Extract each line of the records that contains the word "white", copying every such line in full.

MATERIAL TO PROCESS –
▼▼▼

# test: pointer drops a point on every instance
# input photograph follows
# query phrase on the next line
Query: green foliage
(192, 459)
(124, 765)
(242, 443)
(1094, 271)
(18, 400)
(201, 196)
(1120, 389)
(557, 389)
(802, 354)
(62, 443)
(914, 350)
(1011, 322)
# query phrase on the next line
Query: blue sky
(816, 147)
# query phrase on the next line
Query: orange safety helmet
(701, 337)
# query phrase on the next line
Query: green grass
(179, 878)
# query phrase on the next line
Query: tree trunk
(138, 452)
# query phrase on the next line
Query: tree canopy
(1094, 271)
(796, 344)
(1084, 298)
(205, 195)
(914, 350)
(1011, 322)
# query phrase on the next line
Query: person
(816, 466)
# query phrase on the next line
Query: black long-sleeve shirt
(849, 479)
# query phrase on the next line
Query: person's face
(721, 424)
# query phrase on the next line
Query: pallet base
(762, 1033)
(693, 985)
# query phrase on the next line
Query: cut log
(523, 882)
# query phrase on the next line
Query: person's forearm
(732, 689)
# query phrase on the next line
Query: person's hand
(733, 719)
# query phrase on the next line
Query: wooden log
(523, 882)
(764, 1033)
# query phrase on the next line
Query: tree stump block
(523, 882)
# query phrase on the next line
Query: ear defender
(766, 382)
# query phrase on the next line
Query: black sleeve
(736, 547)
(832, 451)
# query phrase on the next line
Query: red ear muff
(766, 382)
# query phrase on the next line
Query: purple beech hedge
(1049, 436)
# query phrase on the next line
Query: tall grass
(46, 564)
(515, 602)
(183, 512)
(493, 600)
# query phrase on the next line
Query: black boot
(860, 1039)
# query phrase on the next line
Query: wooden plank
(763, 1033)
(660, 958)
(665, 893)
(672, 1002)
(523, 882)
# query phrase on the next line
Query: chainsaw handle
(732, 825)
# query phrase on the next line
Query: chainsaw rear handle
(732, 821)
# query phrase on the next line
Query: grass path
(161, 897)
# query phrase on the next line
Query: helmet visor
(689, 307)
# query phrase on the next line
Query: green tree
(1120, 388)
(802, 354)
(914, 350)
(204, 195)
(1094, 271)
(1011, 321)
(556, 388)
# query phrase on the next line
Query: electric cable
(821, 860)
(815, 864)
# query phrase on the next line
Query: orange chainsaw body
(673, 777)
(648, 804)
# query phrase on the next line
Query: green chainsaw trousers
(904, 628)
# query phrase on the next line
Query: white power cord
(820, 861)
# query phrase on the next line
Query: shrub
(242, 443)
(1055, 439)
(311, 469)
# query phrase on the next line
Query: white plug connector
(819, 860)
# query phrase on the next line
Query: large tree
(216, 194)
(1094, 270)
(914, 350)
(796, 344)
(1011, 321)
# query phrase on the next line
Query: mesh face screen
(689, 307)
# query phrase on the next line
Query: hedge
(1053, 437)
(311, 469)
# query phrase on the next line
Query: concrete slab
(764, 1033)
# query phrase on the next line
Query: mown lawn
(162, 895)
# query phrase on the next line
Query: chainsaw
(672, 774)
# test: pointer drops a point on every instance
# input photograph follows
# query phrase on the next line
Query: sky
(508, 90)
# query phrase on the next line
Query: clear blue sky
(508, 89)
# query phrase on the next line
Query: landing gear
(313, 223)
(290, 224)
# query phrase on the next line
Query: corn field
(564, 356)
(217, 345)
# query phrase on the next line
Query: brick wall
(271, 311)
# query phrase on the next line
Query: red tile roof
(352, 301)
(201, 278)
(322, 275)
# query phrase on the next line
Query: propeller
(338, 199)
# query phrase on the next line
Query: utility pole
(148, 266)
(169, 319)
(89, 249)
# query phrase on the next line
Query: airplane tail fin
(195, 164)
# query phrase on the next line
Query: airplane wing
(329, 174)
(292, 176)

▲▲▲

TASK RESULT –
Query: white power cord
Query: white plug connector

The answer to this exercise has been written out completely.